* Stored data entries
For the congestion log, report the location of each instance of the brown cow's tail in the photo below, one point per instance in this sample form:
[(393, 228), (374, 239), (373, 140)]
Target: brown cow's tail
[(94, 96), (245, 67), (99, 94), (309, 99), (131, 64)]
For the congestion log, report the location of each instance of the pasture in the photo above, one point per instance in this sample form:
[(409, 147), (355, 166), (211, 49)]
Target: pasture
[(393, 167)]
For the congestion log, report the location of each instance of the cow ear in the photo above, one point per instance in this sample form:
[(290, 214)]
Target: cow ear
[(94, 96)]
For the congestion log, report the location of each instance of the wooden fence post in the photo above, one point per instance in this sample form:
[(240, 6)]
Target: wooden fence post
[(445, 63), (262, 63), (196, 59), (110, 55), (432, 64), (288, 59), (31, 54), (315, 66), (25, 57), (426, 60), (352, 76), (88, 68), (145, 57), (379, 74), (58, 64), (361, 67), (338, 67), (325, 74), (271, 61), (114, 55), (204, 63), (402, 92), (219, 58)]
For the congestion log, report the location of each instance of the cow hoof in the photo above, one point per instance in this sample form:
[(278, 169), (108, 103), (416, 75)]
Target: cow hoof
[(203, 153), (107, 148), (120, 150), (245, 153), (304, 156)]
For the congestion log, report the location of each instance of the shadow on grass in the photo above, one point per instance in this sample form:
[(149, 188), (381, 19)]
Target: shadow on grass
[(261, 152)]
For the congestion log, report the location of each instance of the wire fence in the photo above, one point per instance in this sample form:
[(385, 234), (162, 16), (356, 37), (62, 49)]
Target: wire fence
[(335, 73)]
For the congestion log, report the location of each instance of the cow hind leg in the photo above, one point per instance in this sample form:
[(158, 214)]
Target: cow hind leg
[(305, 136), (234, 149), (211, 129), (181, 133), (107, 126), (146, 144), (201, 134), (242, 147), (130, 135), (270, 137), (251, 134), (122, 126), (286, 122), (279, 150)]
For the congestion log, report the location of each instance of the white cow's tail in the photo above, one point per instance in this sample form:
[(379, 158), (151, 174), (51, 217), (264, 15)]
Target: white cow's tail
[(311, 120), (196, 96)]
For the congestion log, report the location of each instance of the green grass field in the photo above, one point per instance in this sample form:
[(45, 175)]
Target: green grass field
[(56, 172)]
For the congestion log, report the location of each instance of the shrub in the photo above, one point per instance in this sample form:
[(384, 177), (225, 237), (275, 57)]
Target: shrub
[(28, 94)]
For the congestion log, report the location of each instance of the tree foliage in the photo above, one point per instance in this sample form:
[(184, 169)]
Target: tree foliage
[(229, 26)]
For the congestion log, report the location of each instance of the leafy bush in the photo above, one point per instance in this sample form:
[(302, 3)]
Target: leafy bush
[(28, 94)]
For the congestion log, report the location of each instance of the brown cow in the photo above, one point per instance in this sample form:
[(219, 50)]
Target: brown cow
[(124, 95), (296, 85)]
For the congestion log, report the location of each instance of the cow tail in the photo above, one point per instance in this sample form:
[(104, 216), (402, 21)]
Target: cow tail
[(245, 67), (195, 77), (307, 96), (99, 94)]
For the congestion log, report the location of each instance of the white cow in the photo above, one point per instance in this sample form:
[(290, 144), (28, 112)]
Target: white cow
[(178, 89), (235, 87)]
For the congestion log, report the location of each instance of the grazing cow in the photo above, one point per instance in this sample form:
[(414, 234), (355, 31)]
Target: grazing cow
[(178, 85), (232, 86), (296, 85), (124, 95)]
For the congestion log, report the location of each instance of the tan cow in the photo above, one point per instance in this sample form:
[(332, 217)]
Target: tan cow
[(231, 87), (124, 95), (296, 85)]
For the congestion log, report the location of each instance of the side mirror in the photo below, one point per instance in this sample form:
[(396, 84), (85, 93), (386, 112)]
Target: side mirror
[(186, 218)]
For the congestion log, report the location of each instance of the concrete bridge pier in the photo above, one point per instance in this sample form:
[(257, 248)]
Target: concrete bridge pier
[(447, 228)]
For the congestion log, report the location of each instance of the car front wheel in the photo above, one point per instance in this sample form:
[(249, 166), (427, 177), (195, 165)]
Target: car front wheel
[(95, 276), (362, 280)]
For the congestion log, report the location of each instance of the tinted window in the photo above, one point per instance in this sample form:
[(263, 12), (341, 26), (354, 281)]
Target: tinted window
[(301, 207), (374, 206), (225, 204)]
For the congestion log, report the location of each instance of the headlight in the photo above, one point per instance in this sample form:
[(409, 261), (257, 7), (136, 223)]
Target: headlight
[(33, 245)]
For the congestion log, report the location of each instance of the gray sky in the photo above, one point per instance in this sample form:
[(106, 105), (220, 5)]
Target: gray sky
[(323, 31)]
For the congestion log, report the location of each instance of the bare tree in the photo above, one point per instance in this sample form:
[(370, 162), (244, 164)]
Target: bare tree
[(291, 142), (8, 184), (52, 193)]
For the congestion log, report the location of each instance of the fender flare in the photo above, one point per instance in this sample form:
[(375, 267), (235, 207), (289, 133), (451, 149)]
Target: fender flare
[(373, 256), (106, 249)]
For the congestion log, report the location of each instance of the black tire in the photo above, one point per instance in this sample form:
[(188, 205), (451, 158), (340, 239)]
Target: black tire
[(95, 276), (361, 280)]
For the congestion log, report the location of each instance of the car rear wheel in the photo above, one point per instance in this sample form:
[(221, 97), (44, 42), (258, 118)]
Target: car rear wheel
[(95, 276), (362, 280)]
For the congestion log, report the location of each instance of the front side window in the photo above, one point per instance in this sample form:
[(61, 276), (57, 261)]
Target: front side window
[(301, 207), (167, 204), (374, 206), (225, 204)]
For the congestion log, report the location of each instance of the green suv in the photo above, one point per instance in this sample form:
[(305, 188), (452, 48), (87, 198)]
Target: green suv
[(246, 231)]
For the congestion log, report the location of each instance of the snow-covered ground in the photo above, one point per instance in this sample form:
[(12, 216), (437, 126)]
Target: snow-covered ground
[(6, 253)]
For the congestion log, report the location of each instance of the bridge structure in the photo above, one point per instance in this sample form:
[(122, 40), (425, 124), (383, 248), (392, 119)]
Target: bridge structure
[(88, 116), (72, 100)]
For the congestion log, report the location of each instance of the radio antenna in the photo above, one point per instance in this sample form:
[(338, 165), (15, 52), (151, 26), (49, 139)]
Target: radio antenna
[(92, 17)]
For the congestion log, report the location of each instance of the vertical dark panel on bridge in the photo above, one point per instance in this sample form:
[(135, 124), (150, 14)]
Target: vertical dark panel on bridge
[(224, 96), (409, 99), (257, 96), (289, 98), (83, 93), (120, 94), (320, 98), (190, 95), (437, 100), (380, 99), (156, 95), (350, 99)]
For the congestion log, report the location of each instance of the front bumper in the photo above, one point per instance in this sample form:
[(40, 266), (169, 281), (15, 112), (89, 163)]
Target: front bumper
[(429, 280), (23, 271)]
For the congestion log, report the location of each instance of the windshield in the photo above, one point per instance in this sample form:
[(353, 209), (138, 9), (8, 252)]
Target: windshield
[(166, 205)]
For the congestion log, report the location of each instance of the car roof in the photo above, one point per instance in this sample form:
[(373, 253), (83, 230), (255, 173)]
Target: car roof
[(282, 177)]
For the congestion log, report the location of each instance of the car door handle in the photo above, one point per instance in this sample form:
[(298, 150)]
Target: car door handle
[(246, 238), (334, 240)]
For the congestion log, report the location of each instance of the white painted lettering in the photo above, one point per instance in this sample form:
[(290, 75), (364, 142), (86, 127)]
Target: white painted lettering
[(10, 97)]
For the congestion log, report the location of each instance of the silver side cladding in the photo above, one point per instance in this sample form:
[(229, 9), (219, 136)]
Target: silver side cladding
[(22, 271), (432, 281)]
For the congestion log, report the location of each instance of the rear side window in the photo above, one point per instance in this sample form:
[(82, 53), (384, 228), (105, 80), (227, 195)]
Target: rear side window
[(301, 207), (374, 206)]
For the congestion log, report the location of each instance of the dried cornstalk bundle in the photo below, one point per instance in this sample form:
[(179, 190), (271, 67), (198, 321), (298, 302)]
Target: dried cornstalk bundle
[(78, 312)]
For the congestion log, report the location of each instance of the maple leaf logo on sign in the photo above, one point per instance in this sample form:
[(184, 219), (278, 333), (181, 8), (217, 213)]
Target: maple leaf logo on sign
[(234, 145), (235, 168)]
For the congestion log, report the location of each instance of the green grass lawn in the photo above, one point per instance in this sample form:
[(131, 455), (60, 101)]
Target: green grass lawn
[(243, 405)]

* Description of the task
For the entries shown above, tally every line containing the word "below". Report the tally and nothing else.

* Solution to the problem
3